AIM: Output the data lines from the one containing "Instruction set for this micro-task: find white" through the one containing "[225,277,270,348]" as a numbered list, omitting any blank lines.

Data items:
============================================================

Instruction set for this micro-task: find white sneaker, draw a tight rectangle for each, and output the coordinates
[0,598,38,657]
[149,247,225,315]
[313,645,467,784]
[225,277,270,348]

============================================================

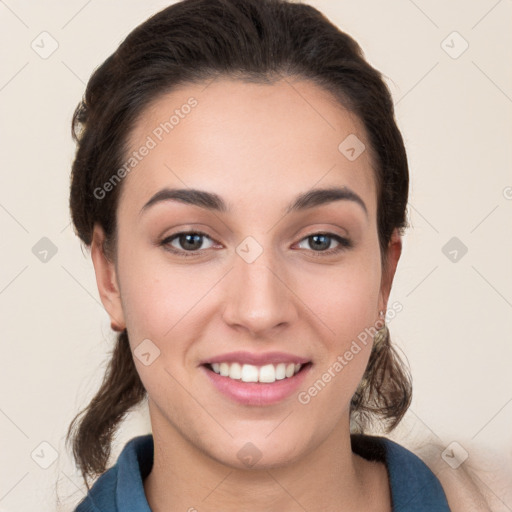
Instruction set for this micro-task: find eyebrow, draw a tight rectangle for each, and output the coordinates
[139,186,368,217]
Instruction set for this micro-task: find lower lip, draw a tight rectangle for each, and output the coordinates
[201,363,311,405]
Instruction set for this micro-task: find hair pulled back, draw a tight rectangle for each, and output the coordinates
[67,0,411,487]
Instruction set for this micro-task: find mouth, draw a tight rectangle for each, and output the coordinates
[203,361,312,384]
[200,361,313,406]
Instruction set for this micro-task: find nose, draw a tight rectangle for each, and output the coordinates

============================================================

SOLUTION:
1. Instruction set for this micro-task: find white sneaker, draw a tight rectangle for each, and output the coordinates
2. [0,598,38,657]
3. [149,247,225,315]
4. [313,645,467,784]
5. [225,277,270,348]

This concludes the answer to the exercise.